Fragmento propuesto:
———
En ambos casos, la matriz colonial de la represión tiene al pueblo como enemigo, y a sus oligarquías conduciendo la misma. Lo que se presenta mediáticamente como una disyuntiva entre bandos, no es más que las consecuencias de una nación inconclusa: el de la Patria Grande Latinoamericana. A lo largo y ancho del continente, se establecen dos campos identificables en los intereses que representan. En nuestras patrias chicas se vivencian como una “grieta” que socava la sociedad y las escinde de modo binario entre dos premisas: patria o colonia.

Son épocas de neoliberalismos y globalización, de contrarrevoluciones y golpes blandos y duros, y clásicos, con sus masacres, encarcelamientos y desapariciones. Y nada es realismo mágico. Permanentemente recapitulamos lo que está en pleno desarrollo, ejercicio que habilita discurrir en algunas reflexiones.

Recapitulando. Mirar para atrás para ver quién viene.
———
Entradas de datos:
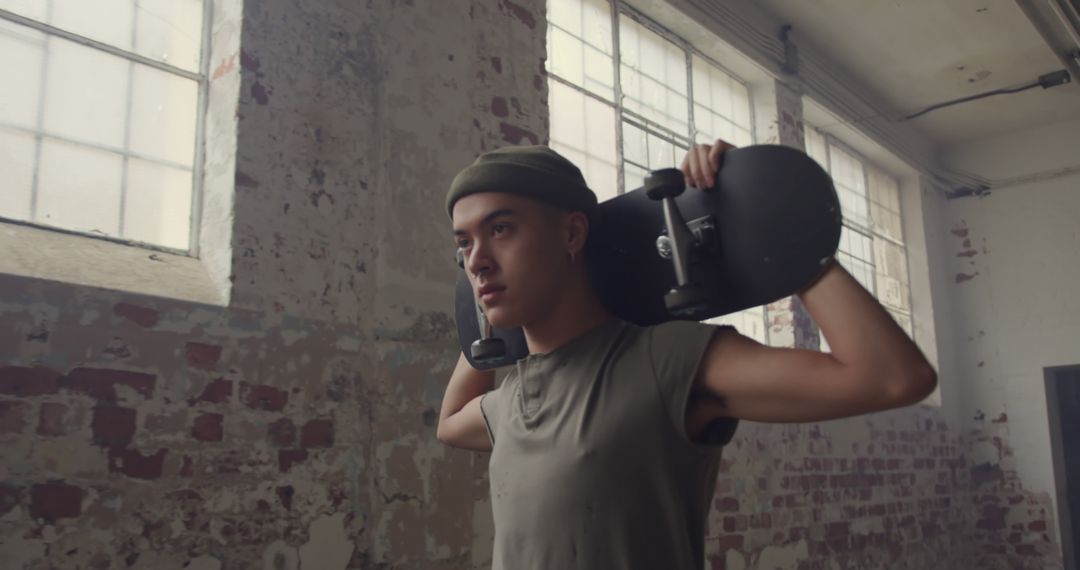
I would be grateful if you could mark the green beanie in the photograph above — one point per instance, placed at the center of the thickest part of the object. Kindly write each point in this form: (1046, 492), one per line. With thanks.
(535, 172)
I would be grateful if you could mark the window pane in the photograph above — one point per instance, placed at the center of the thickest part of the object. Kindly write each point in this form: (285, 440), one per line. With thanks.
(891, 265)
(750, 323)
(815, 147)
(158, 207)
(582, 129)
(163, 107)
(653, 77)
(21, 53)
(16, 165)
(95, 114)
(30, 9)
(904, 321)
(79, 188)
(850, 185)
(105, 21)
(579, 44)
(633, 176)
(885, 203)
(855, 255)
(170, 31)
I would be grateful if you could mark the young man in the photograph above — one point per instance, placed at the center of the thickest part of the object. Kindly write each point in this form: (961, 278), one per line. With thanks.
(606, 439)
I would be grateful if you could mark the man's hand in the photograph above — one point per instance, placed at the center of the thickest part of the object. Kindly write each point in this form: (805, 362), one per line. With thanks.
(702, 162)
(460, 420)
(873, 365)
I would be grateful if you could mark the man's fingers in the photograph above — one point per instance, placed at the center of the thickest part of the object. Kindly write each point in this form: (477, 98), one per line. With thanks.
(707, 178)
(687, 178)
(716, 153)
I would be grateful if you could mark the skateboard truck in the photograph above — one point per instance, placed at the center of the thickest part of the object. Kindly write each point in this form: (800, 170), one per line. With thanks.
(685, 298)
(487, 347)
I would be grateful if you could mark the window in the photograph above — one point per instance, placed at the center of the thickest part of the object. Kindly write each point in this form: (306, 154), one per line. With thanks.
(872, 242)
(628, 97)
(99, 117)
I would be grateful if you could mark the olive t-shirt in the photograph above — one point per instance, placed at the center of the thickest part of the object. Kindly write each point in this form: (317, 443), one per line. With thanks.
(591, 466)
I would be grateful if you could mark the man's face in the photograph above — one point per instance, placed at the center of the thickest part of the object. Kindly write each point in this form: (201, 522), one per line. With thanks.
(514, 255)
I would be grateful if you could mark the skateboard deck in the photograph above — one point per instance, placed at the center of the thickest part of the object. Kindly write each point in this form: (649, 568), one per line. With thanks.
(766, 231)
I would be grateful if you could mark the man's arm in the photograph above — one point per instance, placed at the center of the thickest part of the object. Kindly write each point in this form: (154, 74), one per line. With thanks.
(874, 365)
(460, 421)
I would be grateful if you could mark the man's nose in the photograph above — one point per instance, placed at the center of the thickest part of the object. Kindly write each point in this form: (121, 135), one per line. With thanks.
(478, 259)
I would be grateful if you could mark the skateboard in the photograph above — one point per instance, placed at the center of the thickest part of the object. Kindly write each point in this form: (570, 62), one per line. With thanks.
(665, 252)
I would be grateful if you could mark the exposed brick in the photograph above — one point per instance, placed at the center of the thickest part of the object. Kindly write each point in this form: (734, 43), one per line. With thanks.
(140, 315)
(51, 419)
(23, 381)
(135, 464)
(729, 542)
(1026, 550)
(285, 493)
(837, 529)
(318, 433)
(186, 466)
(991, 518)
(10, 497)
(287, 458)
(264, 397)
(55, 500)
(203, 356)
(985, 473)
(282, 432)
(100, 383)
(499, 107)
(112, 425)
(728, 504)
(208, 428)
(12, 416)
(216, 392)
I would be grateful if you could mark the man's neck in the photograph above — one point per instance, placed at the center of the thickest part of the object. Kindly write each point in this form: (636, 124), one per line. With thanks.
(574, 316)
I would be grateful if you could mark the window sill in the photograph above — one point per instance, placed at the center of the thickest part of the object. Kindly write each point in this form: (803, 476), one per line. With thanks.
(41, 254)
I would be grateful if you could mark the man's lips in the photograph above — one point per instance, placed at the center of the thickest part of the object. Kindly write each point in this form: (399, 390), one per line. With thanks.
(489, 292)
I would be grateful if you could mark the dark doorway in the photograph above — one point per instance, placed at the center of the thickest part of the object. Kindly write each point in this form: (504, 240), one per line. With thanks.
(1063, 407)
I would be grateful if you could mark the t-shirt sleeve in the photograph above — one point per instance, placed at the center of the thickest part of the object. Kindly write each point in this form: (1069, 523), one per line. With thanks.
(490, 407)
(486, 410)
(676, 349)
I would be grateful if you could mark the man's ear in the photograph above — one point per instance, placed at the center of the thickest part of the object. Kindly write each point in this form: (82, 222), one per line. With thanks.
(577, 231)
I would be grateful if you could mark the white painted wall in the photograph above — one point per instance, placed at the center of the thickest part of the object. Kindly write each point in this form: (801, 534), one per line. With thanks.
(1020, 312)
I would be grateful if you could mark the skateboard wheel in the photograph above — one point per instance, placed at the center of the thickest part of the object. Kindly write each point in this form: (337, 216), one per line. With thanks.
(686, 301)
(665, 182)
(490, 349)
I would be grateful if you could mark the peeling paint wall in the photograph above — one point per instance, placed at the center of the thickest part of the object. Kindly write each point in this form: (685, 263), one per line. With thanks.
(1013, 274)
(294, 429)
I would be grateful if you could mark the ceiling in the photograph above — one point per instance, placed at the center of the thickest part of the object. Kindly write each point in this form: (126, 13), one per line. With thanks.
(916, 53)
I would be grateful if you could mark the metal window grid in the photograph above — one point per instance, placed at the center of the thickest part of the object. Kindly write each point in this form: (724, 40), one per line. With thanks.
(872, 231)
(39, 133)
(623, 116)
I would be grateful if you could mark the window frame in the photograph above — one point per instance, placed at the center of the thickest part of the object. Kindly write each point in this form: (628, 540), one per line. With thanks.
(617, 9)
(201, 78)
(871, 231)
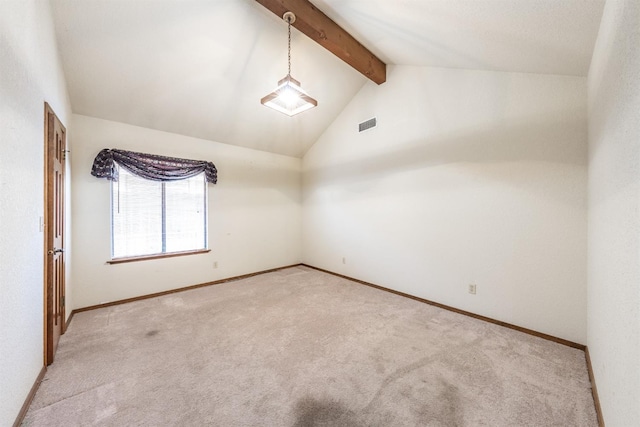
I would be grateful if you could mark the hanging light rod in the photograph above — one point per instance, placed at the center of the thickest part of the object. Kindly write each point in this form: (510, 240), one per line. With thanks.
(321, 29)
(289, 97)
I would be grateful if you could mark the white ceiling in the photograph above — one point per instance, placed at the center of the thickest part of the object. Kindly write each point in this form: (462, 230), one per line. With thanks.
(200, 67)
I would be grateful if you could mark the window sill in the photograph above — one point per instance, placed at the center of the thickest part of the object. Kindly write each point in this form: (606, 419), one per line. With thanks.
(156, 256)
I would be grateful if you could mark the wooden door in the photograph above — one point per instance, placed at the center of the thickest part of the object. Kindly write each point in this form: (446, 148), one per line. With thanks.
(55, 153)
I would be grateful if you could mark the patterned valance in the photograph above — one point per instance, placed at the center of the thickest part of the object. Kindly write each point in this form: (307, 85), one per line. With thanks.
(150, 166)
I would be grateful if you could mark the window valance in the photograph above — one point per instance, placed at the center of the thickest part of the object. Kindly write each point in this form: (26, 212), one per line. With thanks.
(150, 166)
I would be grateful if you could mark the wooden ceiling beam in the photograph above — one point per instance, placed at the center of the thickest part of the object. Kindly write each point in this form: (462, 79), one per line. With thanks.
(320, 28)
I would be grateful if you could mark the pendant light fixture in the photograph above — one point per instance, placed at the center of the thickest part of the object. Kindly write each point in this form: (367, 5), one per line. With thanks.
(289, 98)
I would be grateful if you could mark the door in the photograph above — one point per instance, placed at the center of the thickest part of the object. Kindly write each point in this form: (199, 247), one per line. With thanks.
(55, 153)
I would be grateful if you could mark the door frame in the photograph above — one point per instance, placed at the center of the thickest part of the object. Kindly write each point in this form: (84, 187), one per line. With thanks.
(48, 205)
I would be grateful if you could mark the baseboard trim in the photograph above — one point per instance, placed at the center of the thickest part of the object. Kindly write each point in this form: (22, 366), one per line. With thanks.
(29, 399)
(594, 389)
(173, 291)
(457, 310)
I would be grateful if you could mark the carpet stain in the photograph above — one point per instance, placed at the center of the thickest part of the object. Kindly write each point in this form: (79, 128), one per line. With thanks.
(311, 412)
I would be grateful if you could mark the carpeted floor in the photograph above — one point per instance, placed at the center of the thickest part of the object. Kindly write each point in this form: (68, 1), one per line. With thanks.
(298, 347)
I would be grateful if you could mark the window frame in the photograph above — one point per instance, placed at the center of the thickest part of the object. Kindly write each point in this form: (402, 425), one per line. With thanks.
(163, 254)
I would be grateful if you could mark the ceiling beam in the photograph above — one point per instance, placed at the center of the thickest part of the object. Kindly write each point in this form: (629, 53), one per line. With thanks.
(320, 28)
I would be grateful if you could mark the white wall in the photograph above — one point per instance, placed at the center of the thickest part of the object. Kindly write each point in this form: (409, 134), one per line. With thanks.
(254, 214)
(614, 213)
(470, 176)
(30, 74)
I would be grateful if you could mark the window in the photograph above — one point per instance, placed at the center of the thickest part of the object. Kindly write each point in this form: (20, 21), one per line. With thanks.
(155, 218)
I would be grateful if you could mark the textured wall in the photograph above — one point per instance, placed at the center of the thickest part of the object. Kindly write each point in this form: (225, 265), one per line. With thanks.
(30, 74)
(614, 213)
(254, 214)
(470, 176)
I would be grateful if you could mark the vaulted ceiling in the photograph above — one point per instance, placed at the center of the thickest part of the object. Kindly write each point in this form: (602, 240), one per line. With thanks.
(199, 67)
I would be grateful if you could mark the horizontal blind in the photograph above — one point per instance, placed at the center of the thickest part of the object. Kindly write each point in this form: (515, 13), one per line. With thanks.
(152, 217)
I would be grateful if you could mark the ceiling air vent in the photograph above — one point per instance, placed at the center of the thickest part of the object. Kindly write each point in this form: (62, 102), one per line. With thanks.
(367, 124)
———
Consigna:
En el fragmento sobre la Patria Grande Latinoamericana, enumera los tres hechos que aparecen justo después de las palabras «con sus». Los ítems no intervienen en este ejercicio.

Respuesta correcta:
Masacres, encarcelamientos y desapariciones.